Die ukrainische Botschaft beim Heiligen Stuhl nannte das Papstschreiben ein "großes Zeichen der Solidarität mit den Ukrainern und ein mächtiges Signal an die internationale Gemeinschaft, den Einsatz für die Ukraine zu mobilisieren". Franziskus habe immer wieder seine spirituelle Unterstützung für das Land bekundet. "Wir hoffen, dass die Vatikandiplomatie damit eine neue Stufe erreicht hat und künftig deutlicher die russische Seite als Aggressor benennt", sagte Yuriy Pidlisnyy, einer der führenden Philosophen des Landes und Professor an der Katholischen Universität Lemberg, am Dienstag der Katholischen Nachrichten-Agentur.

Zuvor kaum Stellung bezogen

In ukrainischen Kirchenkreisen hätten viele den Eindruck, dass der Papst in der Vergangenheit nicht richtig über die Lage in der Ostukraine informiert worden sei, so der frühere Leiter der Laienkommission der Ukrainischen Bischofskonferenz. So als wollten es sich die "Realpolitiker im Staatssekretariat" nicht mit Präsident Wladimir Putin und dem staatsnahen orthodoxen Moskauer Patriarchat verscherzen, einem wichtigen ökumenischen Gesprächspartner, der in dem Konflikt offiziell allerdings keine Stellung bezieht. Offene Vorwürfe in diese Richtung hatte es in der Vergangenheit auch von Bischöfen der mit Rom unierten griechisch-katholischen Kirche gegeben, der die meisten ukrainischen Katholiken angehören.

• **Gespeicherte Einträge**

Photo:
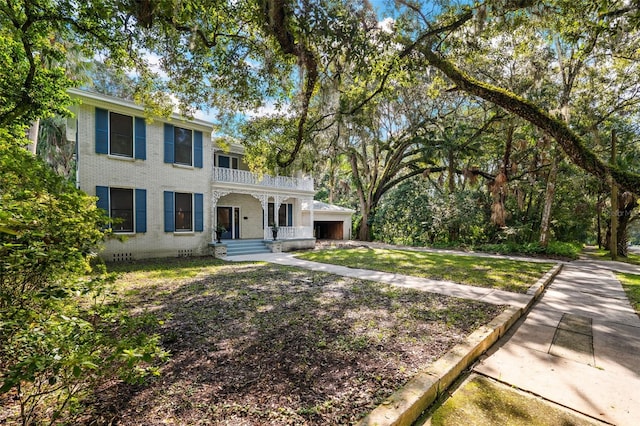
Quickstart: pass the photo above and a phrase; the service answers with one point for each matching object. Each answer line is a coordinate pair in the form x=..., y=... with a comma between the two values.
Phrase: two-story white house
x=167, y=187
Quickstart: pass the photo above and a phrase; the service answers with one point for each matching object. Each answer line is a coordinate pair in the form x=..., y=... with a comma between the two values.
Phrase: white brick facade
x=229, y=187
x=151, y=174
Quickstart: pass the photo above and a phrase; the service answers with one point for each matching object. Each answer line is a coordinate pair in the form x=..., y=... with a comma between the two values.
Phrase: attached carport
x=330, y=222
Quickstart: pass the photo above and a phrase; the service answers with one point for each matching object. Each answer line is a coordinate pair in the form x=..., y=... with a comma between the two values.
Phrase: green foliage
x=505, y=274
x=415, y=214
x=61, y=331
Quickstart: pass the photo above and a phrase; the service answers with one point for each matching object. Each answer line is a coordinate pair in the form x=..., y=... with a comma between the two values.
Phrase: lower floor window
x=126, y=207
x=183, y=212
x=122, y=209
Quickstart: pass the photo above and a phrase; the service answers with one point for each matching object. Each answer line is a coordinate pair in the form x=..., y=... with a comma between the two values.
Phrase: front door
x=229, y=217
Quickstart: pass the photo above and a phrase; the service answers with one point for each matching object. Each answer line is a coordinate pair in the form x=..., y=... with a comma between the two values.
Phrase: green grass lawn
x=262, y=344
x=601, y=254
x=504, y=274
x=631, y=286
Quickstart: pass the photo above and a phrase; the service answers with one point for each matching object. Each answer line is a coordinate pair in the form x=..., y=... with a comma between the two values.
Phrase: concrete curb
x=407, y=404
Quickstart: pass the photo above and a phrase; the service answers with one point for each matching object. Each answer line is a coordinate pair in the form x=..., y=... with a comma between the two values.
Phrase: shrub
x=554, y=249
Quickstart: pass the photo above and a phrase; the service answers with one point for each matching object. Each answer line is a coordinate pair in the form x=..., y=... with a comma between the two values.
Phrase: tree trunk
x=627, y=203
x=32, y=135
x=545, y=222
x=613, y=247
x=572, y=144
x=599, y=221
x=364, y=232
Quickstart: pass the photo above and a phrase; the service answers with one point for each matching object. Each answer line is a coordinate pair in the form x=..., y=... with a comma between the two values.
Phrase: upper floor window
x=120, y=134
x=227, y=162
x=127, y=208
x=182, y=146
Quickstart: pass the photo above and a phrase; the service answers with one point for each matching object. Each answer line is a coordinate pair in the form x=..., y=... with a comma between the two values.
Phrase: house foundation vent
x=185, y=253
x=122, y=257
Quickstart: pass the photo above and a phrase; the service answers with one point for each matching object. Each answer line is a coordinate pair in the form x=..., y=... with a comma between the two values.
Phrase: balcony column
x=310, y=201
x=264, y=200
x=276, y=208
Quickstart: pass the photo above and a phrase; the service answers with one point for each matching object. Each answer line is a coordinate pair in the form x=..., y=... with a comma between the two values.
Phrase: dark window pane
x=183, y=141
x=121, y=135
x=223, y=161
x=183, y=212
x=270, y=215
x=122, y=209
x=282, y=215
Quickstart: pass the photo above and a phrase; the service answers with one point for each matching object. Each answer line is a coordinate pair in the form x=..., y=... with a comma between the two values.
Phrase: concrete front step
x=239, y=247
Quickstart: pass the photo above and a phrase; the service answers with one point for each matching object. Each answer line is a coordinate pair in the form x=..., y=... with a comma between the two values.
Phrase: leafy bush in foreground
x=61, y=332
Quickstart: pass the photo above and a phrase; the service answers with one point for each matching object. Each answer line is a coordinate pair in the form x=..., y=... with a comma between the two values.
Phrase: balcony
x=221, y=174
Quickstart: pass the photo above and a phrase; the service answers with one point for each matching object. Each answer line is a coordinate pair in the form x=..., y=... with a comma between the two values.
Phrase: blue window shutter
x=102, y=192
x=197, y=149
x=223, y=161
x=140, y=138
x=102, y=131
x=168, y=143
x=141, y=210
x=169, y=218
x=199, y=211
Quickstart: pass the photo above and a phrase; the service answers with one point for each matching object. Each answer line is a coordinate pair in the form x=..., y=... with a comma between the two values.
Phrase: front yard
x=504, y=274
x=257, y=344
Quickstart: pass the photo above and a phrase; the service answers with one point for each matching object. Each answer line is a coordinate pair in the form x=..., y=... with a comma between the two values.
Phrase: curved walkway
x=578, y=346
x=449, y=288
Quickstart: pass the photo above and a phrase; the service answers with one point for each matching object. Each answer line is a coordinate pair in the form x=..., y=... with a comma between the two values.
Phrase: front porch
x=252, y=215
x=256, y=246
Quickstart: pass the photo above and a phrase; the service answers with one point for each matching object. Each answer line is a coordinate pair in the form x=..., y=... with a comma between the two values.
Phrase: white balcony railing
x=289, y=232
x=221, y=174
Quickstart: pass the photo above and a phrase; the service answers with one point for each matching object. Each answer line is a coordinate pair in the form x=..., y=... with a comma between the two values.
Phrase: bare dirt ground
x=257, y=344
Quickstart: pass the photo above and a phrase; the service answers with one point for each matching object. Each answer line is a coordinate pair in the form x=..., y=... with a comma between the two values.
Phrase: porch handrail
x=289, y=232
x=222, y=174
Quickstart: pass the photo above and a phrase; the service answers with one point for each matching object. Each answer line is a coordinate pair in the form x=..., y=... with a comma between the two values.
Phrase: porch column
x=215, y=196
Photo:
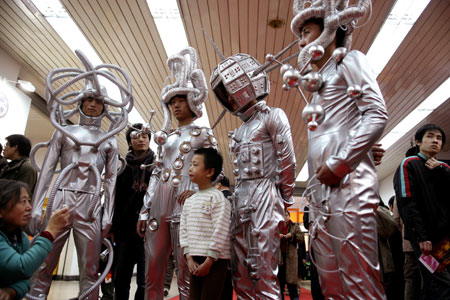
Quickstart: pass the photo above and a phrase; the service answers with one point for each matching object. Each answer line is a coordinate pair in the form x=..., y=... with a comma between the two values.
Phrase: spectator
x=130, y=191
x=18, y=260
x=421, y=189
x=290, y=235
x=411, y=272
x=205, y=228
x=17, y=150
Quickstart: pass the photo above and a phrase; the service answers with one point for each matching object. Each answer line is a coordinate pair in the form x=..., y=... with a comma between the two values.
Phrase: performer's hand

• **Teile der Übung**
1. An welcher Universität ist Yuriy Pidlisnyy laut dem Textauszug Professor?
2. Erläutere anhand des Textauszugs, womit viele in ukrainischen Kirchenkreisen erklären, dass der Papst nicht richtig über die Lage in der Ostukraine informiert worden sei.

• **Antworten nach Punkten**
1. An der Katholischen Universität Lemberg.

2. Es wirke so, als wollten es sich die „Realpolitiker im Staatssekretariat“ nicht mit Präsident Wladimir Putin und dem staatsnahen orthodoxen Moskauer Patriarchat verscherzen. Das Patriarchat ist dabei ein wichtiger ökumenischer Gesprächspartner.